-- BEGIN PAGE EXCERPT --

Release Information on Corruption and Money Laundering
• The U.S. Department of the Treasury, in coordination with interagency partners, could release information on corruption and money laundering on the part of Putin and his inner circle. The intelligence community should vet all press releases carefully to ensure protection of sources and methods.
• This action would be most effective if undertaken in coordination with foreign counterparts, particularly allies that have a large Russian business community, such as the United Kingdom.
Impose Consequences in International Organizations (IOs)
• For some IOs in which Russia is a member, dispute-resolution mechanisms or adjudicative mechanisms could provide an avenue of accountability. Hence, member States should think twice about whether to exclude Russia from those fora. In other IOs, members should consider suspending or expelling Russia.

-- END PAGE EXCERPT --
-- BEGIN ENTRIES SUPPLIED --

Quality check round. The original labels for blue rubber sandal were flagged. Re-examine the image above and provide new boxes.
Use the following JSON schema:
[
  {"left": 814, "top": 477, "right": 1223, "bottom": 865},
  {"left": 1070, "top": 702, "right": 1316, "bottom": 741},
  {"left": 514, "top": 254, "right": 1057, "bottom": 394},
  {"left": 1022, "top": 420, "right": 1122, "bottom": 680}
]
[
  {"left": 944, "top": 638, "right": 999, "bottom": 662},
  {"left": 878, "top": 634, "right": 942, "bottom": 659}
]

-- END ENTRIES SUPPLIED --

## REQUIRED TASKS
1. Reproduce the listing verbatim, line for line, without changing anything.
2. Take the passage on measures for holding Russia and Putin's inner circle to account further, beginning right after its final sentence.

## RESULTS FOR EACH TASK
1.
Quality check round. The original labels for blue rubber sandal were flagged. Re-examine the image above and provide new boxes.
Use the following JSON schema:
[
  {"left": 814, "top": 477, "right": 1223, "bottom": 865},
  {"left": 1070, "top": 702, "right": 1316, "bottom": 741},
  {"left": 514, "top": 254, "right": 1057, "bottom": 394},
  {"left": 1022, "top": 420, "right": 1122, "bottom": 680}
]
[
  {"left": 944, "top": 638, "right": 999, "bottom": 662},
  {"left": 878, "top": 634, "right": 942, "bottom": 659}
]

2.
• The Council of Europe (CoE), for example, moved today to immediately suspend Russia’s membership from the 47-member human rights organization. Political scientist Jasmin Mujanović was among those suggesting such a move. He says it would “remove significant Russian influence from a key pan-European democratic forum. That’s especially important in vulnerable non-EU states where CoE opinions and decisions carry more weight.”
• Three options that are essentially unavailable: challenging Russia’s legal status to hold the USSR’s seat at the United Nations or suspending or expelling Russia from the U.N. The first is likely off the table due, in part, to two decades of silence from member States on the matter (the legal principle of laches applies), and suspension or expulsion are subject to Russia’s (and China’s) veto. Diplomatic efforts would be better spent elsewhere. That said, if there were ever sufficient political support to force Russia to exercise its veto to stay on, that alone may be a powerful diplomatic success.
• The U.N. Security Council is due to vote today on a resolution condemning the invasion and demanding that Russia immediately halt its military operation and withdraw all troops from Ukraine. The resolution will be blocked by Russia’s veto, but a similar measure is to follow in the U.N. General Assembly, where there is no veto.
Isolate Russia Diplomatically
• States can also take individual steps to isolate Russia diplomatically. Governments can declare ambassadors, diplomats, and consular officials persona non grata and send them home, while maintaining a hotline for communication.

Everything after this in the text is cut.